### What is needed
How many lines in the items below contain the word "leafy"? Reply with the number alone.

## START

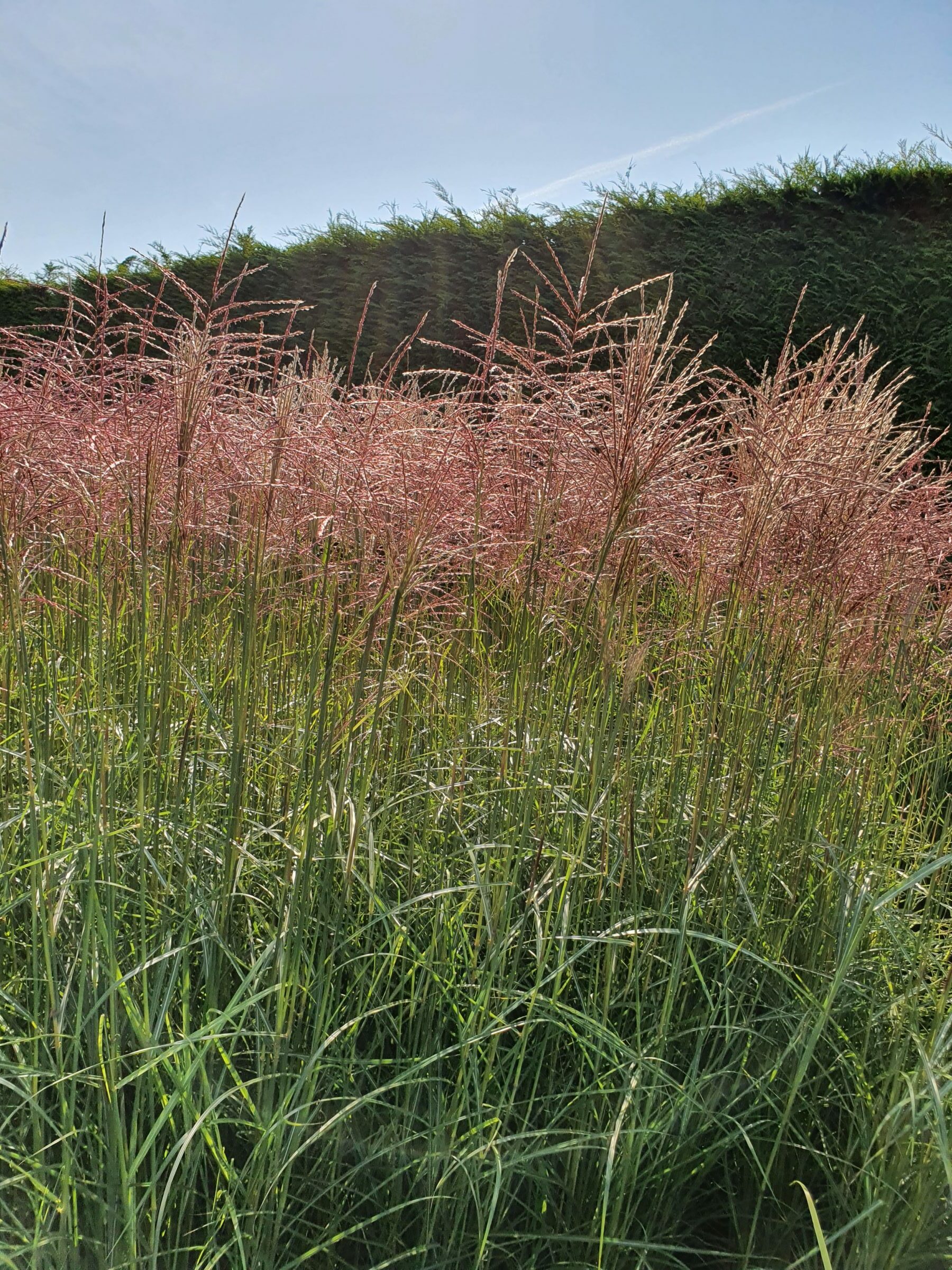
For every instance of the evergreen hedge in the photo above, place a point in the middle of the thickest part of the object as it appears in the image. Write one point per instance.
(868, 240)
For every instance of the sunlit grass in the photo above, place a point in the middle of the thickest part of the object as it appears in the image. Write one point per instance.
(525, 843)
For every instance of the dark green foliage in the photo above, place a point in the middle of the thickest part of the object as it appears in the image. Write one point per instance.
(867, 240)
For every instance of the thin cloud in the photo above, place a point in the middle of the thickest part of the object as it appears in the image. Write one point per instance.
(684, 139)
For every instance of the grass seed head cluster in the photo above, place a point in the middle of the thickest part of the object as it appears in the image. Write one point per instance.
(498, 823)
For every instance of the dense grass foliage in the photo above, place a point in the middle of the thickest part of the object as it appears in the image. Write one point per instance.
(506, 827)
(866, 239)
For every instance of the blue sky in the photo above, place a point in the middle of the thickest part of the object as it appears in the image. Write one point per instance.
(163, 113)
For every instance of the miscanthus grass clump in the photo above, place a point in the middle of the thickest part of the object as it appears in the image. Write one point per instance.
(505, 826)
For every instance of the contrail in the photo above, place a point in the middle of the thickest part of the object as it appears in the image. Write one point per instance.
(684, 139)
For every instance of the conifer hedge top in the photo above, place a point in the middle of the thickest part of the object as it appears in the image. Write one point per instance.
(870, 239)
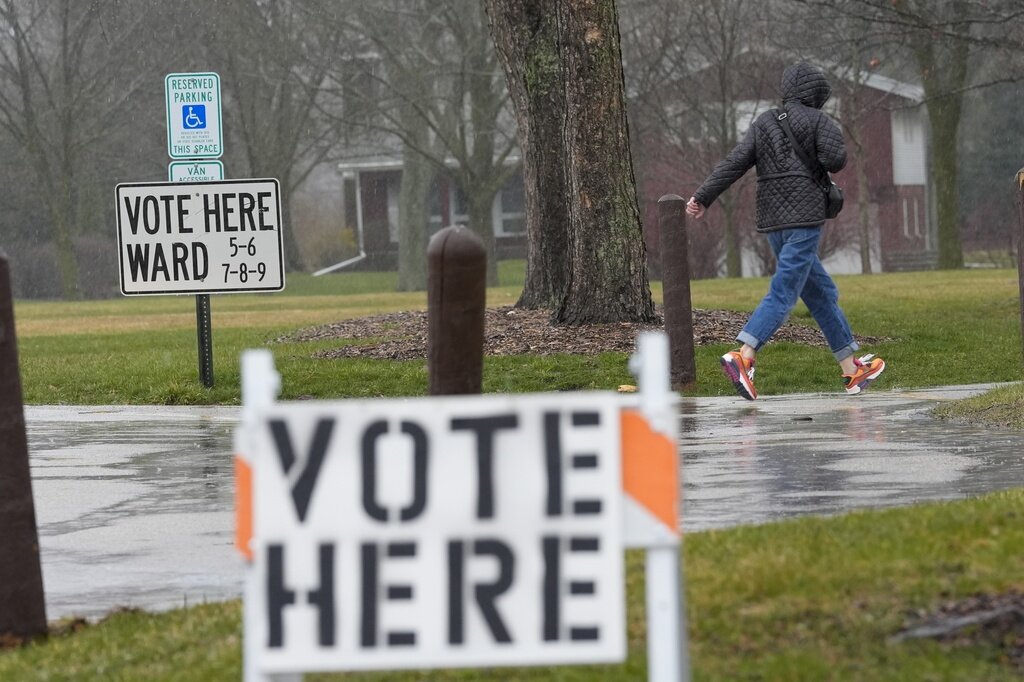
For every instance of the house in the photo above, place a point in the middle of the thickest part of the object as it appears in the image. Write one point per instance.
(370, 187)
(896, 216)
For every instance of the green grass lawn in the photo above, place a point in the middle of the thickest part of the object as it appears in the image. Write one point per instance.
(808, 599)
(941, 328)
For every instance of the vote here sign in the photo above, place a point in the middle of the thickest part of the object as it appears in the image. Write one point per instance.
(200, 238)
(437, 533)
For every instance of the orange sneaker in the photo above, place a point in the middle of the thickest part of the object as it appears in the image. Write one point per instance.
(740, 373)
(868, 369)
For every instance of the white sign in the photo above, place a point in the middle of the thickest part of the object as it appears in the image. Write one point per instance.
(442, 531)
(195, 171)
(200, 238)
(194, 129)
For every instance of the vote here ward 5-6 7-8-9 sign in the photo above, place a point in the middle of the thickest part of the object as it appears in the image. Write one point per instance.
(200, 238)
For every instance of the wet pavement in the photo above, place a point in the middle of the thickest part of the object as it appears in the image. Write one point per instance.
(134, 505)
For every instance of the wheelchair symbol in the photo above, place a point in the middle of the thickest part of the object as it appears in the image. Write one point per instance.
(194, 117)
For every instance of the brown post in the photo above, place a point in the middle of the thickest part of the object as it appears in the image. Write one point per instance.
(1020, 247)
(23, 608)
(676, 291)
(457, 271)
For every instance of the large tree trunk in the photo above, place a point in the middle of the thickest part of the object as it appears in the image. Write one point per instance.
(608, 281)
(576, 146)
(943, 71)
(525, 35)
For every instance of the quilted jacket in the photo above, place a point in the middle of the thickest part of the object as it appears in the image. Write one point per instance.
(787, 195)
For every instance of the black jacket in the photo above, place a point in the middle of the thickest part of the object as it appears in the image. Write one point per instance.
(787, 194)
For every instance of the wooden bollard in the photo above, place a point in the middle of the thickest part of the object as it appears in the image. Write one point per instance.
(23, 607)
(676, 291)
(457, 271)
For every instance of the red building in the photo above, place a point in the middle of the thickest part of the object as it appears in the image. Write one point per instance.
(893, 209)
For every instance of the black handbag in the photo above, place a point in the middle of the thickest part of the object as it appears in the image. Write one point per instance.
(834, 194)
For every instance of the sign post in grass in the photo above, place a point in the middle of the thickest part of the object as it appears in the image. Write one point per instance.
(23, 609)
(1020, 247)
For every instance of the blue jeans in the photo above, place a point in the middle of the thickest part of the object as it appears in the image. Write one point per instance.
(800, 273)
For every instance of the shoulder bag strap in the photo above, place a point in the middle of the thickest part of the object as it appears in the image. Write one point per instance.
(813, 166)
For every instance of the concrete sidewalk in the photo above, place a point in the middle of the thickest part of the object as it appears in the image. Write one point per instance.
(134, 505)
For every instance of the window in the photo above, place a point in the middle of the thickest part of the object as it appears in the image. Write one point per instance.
(510, 208)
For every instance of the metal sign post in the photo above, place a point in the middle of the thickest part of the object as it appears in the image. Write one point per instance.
(194, 131)
(200, 171)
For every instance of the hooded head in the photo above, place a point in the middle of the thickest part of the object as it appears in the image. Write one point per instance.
(805, 83)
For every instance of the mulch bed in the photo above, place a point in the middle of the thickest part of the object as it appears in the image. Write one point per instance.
(510, 331)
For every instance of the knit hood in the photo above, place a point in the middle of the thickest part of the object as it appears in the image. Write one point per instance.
(805, 83)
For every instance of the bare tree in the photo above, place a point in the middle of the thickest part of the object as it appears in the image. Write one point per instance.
(438, 88)
(698, 79)
(940, 35)
(273, 58)
(68, 73)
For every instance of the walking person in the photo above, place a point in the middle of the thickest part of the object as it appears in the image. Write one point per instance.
(791, 212)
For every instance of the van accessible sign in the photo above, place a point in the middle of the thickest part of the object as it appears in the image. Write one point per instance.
(435, 533)
(200, 238)
(194, 129)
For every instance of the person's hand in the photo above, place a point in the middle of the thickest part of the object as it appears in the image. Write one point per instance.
(694, 209)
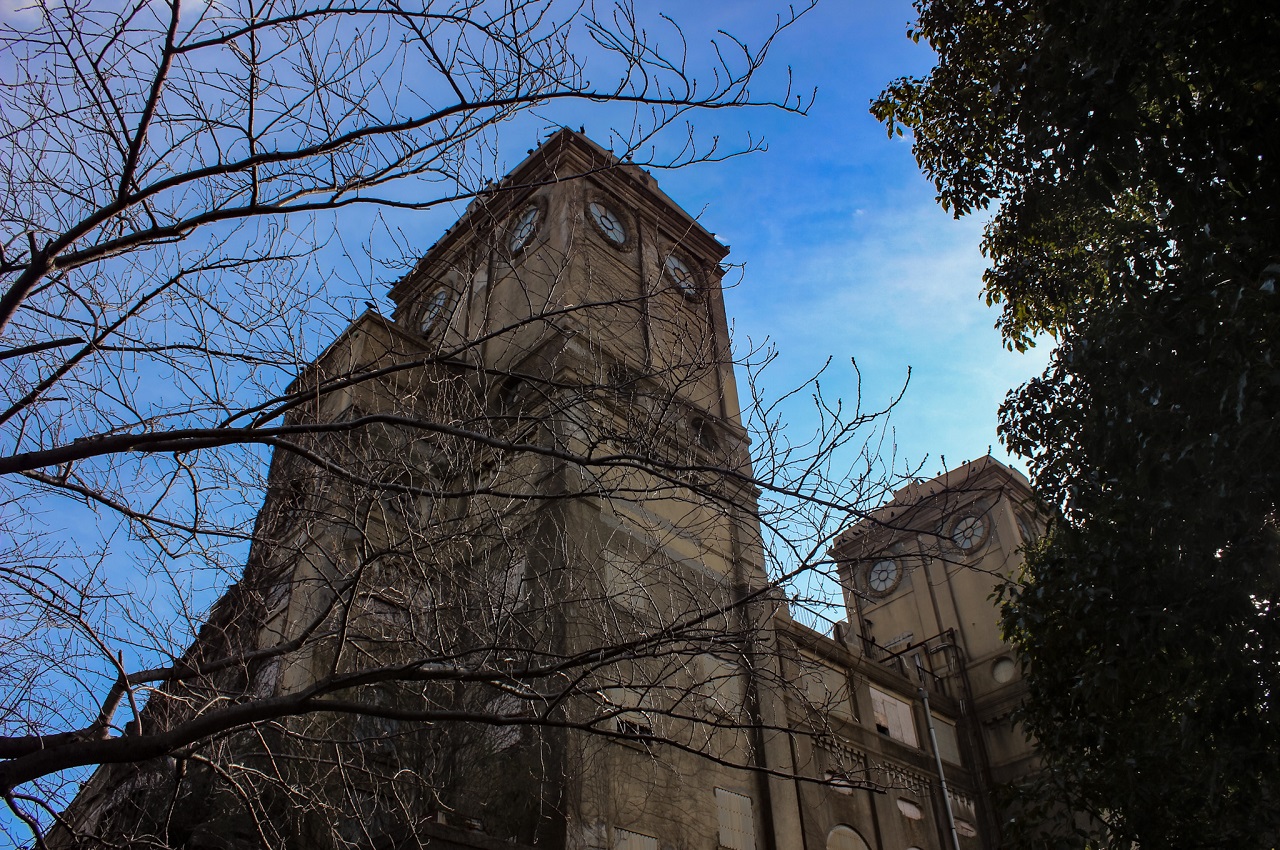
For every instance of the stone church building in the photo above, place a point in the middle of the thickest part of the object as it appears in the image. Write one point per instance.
(510, 585)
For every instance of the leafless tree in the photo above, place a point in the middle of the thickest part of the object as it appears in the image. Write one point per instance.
(173, 176)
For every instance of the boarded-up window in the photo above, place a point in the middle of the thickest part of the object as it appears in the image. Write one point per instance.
(842, 837)
(949, 745)
(894, 717)
(627, 840)
(737, 827)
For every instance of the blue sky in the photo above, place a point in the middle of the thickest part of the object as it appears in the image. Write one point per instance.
(844, 251)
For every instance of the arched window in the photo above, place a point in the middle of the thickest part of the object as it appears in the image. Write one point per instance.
(842, 837)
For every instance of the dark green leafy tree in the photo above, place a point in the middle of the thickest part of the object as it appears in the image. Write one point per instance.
(1129, 151)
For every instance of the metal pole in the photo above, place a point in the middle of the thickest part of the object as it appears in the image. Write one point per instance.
(937, 757)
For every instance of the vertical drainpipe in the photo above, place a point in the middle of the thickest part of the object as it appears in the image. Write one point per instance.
(937, 757)
(746, 626)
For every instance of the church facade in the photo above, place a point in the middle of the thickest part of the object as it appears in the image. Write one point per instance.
(510, 584)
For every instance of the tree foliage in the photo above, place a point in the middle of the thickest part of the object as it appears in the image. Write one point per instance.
(176, 182)
(1129, 152)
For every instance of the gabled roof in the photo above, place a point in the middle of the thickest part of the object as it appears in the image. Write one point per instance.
(566, 155)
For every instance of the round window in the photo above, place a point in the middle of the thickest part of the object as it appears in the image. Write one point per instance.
(1004, 670)
(883, 575)
(681, 275)
(608, 222)
(522, 229)
(969, 533)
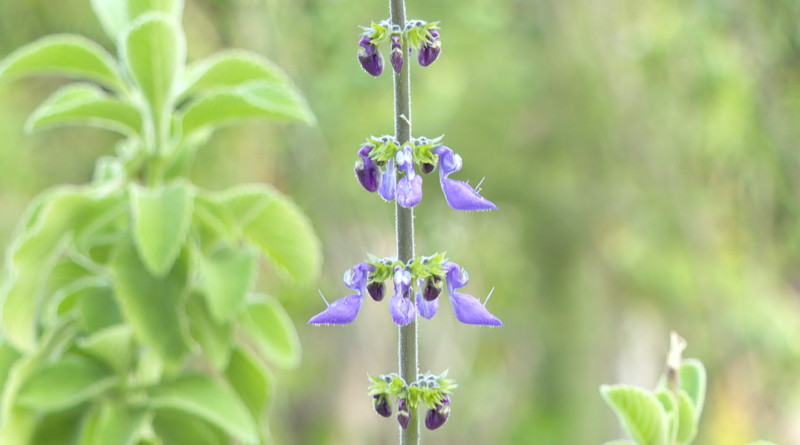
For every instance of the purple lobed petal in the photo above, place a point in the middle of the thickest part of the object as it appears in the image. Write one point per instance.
(388, 187)
(342, 311)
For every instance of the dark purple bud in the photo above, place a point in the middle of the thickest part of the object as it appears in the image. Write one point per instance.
(396, 58)
(381, 405)
(433, 287)
(428, 53)
(377, 290)
(403, 414)
(372, 63)
(437, 417)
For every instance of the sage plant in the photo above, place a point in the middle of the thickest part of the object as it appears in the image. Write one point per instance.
(128, 307)
(393, 166)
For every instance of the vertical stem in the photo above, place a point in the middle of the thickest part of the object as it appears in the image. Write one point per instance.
(407, 338)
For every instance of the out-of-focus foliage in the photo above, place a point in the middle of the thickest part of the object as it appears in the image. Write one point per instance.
(128, 315)
(644, 158)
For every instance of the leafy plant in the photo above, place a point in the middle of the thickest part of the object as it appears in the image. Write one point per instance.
(129, 313)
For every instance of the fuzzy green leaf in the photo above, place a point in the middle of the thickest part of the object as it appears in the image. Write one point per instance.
(640, 413)
(161, 220)
(693, 381)
(210, 400)
(63, 55)
(247, 102)
(84, 104)
(65, 384)
(229, 274)
(214, 338)
(279, 228)
(231, 68)
(272, 331)
(252, 381)
(153, 305)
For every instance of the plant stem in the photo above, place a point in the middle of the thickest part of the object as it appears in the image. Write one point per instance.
(407, 338)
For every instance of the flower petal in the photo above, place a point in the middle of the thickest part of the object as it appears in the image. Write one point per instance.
(402, 310)
(388, 185)
(427, 308)
(409, 192)
(469, 310)
(342, 311)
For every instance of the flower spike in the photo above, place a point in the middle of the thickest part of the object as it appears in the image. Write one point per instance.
(345, 310)
(459, 195)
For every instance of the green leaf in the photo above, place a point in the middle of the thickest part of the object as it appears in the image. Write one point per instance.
(161, 220)
(65, 384)
(84, 104)
(640, 413)
(231, 68)
(252, 381)
(693, 381)
(113, 345)
(229, 274)
(279, 228)
(272, 331)
(174, 428)
(63, 55)
(58, 216)
(252, 101)
(154, 50)
(209, 399)
(214, 338)
(152, 305)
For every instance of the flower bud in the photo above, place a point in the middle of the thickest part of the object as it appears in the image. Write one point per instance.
(381, 405)
(377, 290)
(437, 417)
(433, 287)
(403, 414)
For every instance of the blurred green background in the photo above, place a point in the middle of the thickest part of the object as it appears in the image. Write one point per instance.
(644, 157)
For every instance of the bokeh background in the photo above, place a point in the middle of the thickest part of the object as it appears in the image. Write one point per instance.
(645, 159)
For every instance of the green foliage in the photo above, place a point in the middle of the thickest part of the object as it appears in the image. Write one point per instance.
(120, 296)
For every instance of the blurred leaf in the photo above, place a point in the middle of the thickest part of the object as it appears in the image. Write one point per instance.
(252, 381)
(279, 228)
(272, 331)
(161, 220)
(639, 413)
(243, 103)
(82, 104)
(153, 305)
(210, 400)
(154, 51)
(214, 338)
(64, 55)
(113, 345)
(693, 381)
(174, 428)
(231, 68)
(229, 274)
(65, 384)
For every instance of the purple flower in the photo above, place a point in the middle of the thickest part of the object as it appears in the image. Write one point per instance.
(388, 187)
(409, 189)
(400, 305)
(403, 414)
(367, 171)
(381, 405)
(396, 58)
(467, 308)
(369, 57)
(345, 310)
(437, 417)
(459, 195)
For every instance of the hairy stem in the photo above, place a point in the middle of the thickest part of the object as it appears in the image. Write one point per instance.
(407, 338)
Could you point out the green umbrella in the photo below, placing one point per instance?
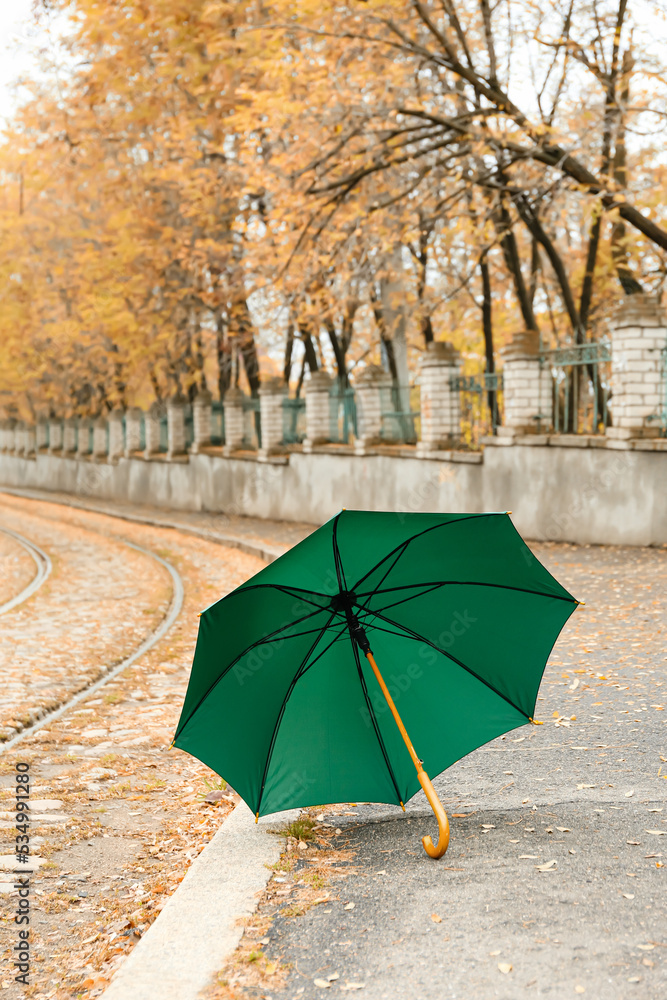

## END

### Output
2